You are viewing a plain text version of this content. The canonical link for it is here.
Posted to reviews@spark.apache.org by MLnick <gi...@git.apache.org> on 2017/07/27 09:00:34 UTC

[GitHub] spark issue #18748: [SPARK-20679][ML] Support recommending for a subset of u...

Github user MLnick commented on the issue:

    https://github.com/apache/spark/pull/18748
  
    **Note 1** this implementation must perform a `distinct` on the input data frame id column to guarantee correct results, since otherwise multiple "copies" of the same recommendations would be generated for duplicate ids, and the resulting recommendations contain duplicates. This could alternatively be left to the user to handle, and assume that the input data frame contains no duplicates. But for now I've opted for the safest option even if it introduces this inefficiency.

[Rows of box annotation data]
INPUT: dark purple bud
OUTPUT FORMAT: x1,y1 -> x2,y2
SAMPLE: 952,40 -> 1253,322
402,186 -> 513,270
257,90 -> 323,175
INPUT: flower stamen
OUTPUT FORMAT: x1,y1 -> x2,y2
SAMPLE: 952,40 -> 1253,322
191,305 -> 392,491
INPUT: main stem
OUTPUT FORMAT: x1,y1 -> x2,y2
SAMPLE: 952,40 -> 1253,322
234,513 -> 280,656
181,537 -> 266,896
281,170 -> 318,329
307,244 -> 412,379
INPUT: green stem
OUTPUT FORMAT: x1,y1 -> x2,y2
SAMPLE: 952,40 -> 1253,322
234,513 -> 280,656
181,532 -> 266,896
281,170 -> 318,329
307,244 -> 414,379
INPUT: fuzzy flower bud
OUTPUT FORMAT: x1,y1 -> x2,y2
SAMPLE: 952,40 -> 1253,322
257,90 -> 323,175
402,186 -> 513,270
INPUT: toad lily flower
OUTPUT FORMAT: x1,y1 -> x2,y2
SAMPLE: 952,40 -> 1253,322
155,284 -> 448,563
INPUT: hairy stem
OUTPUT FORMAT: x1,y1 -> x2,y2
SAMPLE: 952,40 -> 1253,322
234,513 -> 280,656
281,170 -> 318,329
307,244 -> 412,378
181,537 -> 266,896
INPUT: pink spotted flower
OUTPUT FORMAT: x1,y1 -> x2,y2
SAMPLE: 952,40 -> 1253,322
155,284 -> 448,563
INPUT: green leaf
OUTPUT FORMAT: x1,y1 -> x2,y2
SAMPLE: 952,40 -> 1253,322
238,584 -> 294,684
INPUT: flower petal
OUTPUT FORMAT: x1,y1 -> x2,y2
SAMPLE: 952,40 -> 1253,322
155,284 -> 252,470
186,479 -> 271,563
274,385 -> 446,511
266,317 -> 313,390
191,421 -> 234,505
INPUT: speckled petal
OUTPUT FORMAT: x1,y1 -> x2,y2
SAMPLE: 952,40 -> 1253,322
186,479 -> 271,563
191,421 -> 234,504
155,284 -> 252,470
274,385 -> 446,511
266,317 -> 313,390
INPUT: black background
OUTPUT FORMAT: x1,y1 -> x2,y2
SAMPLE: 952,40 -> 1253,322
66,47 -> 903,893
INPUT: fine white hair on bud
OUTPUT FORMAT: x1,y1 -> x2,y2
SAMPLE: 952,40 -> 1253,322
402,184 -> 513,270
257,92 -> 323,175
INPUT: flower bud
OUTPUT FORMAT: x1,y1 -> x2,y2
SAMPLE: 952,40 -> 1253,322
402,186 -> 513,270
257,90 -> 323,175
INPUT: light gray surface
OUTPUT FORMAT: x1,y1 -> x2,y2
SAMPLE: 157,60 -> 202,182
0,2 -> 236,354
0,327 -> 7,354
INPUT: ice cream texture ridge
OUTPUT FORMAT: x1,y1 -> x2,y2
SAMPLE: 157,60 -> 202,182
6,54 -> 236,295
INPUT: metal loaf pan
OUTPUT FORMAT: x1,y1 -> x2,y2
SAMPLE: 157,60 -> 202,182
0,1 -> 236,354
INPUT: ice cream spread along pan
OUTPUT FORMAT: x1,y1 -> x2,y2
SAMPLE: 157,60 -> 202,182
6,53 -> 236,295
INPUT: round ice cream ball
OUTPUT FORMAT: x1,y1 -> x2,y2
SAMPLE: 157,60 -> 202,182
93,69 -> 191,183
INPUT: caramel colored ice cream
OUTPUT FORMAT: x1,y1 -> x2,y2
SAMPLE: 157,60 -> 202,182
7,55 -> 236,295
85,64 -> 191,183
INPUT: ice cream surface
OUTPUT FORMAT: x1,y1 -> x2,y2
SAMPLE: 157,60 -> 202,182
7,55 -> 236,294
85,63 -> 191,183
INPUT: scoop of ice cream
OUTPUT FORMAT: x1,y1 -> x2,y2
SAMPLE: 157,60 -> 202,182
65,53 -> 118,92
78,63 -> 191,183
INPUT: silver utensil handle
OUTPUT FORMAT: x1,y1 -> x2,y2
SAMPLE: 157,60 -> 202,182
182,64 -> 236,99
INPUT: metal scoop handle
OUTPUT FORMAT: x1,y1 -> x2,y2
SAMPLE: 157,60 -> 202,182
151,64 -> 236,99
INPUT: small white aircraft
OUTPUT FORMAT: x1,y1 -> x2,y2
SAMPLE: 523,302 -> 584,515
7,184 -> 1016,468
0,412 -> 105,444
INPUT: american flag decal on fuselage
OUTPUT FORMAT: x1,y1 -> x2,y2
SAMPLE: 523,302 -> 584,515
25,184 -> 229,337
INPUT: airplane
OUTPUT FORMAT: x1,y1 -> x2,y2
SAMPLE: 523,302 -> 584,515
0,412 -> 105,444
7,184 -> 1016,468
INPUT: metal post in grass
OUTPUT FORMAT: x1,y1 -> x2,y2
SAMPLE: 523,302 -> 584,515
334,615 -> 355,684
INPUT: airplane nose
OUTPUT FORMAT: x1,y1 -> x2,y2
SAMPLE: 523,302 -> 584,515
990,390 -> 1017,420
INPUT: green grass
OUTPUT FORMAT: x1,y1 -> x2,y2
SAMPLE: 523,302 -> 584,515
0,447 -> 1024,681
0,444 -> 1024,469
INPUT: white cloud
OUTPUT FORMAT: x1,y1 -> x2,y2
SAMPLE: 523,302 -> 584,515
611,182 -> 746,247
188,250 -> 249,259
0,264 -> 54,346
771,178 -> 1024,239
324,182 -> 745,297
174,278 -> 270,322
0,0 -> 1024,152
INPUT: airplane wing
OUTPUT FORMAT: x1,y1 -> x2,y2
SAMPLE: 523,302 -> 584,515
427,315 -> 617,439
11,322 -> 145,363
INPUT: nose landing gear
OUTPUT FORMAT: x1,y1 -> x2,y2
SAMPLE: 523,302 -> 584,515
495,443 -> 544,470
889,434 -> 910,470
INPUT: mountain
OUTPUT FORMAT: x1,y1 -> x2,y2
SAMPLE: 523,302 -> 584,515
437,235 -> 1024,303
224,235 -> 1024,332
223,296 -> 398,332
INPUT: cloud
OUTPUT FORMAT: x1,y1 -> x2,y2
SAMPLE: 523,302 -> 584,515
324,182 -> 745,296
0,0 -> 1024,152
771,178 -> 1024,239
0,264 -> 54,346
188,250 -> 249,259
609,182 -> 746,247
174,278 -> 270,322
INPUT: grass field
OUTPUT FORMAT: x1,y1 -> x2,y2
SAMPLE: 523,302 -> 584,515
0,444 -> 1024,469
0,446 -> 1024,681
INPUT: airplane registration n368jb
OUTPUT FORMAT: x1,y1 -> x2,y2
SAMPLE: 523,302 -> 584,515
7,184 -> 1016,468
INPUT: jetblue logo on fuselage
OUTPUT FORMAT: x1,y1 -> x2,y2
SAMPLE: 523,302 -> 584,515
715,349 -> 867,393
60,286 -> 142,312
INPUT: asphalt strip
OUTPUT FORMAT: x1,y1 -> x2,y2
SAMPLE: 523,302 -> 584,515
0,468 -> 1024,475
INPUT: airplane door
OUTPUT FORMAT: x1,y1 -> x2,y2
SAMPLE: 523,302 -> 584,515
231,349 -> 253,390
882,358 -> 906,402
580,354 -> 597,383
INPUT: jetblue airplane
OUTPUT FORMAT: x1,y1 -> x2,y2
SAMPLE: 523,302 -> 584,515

TO BE DONE
**a.** According to the pull request comment, what operation must the implementation perform on the input data frame id column?
**b.** Duplicate a passage of the pull request comment: begin at the words "[GitHub] spark issue" and stop after "introduces this inefficiency.".
**c.** Decide whether each statement agrees with the pull request comment, answering yes or no and quoting the words that settle it: (i) The author chose to leave the handling of duplicate ids to the user. (ii) Without the distinct step, duplicate ids would produce multiple copies of the same recommendations. (iii) The comment was posted in 2017.
You can leave the rows aside; none of the work depends on them.

SOLVED TASKS
**a.** A `distinct` on the input data frame id column.

**b.**
[GitHub] spark issue #18748: [SPARK-20679][ML] Support recommending for a subset of u...

Github user MLnick commented on the issue:

    https://github.com/apache/spark/pull/18748
  
    **Note 1** this implementation must perform a `distinct` on the input data frame id column to guarantee correct results, since otherwise multiple "copies" of the same recommendations would be generated for duplicate ids, and the resulting recommendations contain duplicates. This could alternatively be left to the user to handle, and assume that the input data frame contains no duplicates. But for now I've opted for the safest option even if it introduces this inefficiency.

**c.**
(i) No: "But for now I've opted for the safest option even if it introduces this inefficiency."
(ii) Yes: "since otherwise multiple "copies" of the same recommendations would be generated for duplicate ids"
(iii) Yes: "on 2017/07/27 09:00:34 UTC"